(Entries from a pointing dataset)
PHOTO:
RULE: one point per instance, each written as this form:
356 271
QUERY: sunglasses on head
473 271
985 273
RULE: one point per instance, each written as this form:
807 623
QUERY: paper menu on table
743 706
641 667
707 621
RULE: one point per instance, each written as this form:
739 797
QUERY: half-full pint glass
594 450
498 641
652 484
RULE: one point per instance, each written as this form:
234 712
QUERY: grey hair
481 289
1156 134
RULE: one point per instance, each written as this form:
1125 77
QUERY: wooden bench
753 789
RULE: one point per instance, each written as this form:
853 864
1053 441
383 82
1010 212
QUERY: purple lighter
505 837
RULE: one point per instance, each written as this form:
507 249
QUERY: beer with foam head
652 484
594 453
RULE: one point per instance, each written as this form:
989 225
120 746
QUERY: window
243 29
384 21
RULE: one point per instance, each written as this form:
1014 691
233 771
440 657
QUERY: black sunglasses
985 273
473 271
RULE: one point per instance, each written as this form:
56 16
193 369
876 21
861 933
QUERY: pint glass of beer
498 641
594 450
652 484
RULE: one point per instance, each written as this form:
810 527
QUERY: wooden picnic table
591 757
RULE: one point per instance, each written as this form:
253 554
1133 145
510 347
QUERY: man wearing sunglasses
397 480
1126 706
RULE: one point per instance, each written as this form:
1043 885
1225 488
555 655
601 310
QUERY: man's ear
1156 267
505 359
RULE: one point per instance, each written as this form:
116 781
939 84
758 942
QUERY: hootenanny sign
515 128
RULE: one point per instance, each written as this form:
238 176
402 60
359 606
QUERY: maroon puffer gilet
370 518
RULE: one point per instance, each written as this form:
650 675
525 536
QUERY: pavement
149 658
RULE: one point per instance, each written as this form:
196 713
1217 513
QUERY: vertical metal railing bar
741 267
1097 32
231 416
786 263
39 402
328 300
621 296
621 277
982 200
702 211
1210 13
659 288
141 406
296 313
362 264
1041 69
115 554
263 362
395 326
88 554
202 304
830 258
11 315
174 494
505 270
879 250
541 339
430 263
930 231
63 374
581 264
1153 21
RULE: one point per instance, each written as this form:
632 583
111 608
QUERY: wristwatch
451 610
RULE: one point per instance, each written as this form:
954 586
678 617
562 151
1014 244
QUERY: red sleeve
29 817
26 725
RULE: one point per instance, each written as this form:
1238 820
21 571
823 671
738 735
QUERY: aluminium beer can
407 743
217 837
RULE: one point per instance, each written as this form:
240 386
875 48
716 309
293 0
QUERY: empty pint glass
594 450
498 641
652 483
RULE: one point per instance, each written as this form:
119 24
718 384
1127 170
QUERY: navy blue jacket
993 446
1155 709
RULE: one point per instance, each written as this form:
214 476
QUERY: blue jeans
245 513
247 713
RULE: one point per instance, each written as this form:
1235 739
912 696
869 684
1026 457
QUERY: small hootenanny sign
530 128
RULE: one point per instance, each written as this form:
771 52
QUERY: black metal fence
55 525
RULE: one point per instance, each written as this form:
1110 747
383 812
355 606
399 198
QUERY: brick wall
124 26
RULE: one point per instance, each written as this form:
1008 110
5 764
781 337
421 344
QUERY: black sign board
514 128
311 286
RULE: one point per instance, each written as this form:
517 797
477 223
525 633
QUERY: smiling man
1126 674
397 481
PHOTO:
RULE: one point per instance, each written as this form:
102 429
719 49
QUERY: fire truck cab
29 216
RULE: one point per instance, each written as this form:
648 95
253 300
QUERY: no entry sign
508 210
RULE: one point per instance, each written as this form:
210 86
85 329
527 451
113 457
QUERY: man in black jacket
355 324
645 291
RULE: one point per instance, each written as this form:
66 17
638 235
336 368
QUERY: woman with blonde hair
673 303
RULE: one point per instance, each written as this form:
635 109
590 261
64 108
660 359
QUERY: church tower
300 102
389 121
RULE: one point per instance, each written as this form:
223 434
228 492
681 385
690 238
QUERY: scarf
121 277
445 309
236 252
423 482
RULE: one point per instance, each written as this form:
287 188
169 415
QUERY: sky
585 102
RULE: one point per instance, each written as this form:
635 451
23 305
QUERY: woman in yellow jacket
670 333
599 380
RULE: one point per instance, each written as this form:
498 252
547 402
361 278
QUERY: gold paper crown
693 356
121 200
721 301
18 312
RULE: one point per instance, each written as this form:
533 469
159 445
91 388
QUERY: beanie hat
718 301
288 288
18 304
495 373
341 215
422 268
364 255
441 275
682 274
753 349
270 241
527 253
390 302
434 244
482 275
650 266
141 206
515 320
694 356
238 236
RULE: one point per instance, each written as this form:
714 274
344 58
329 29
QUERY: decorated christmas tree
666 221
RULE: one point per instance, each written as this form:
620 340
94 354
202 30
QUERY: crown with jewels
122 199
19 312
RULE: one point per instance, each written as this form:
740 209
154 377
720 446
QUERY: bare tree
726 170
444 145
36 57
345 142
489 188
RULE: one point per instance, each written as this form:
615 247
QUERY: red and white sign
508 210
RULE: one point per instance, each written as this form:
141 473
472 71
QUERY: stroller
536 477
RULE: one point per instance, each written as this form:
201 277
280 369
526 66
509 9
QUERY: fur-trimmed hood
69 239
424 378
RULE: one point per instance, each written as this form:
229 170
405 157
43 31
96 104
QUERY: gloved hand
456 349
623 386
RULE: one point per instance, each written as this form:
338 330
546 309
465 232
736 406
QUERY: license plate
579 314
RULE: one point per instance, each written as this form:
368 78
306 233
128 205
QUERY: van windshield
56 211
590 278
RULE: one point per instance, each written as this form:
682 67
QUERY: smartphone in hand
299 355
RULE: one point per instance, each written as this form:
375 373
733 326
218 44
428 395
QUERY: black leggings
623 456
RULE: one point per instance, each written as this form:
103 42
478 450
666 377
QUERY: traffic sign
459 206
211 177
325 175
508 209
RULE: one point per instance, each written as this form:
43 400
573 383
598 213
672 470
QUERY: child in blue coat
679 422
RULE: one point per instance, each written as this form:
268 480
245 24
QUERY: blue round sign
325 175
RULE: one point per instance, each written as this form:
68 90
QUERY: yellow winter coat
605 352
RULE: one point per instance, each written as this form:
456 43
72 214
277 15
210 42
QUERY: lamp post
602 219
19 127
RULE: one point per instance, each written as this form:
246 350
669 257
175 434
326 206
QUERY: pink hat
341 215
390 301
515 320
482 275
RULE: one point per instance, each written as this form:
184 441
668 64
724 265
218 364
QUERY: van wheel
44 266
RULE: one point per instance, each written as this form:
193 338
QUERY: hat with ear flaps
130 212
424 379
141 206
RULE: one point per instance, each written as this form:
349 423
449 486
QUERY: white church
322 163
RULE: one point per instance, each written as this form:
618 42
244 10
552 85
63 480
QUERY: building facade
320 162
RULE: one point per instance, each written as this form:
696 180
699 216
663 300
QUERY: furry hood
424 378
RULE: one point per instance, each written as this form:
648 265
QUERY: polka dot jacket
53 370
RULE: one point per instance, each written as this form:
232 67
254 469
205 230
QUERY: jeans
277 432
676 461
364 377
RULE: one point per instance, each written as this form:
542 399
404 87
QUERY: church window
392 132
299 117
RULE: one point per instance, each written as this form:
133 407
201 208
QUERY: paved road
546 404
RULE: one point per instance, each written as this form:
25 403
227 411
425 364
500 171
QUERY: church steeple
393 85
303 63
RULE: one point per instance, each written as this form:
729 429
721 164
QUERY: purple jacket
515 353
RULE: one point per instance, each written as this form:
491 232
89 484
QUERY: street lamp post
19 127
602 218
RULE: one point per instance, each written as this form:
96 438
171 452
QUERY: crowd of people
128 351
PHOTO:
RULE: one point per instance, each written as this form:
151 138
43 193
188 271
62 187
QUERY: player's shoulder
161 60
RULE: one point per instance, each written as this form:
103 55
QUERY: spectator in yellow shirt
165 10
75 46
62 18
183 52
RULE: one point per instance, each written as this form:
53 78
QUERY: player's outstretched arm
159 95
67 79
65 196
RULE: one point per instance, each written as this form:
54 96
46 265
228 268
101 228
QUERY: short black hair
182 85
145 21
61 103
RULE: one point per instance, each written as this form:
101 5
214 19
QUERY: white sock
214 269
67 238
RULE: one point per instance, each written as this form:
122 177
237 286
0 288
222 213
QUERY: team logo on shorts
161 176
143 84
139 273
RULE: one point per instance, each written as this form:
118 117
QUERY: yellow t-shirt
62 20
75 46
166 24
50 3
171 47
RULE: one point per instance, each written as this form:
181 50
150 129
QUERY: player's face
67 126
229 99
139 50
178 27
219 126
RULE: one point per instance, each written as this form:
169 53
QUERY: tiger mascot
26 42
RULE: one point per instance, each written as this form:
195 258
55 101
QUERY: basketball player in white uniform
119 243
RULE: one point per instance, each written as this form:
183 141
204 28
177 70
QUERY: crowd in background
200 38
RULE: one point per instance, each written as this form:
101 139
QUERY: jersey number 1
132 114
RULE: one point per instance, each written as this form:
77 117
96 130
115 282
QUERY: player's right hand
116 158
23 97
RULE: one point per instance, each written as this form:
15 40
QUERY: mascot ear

• What to do
Count the lines in the rows above that contain the string "mascot", and give only the resulting number.

• The response
2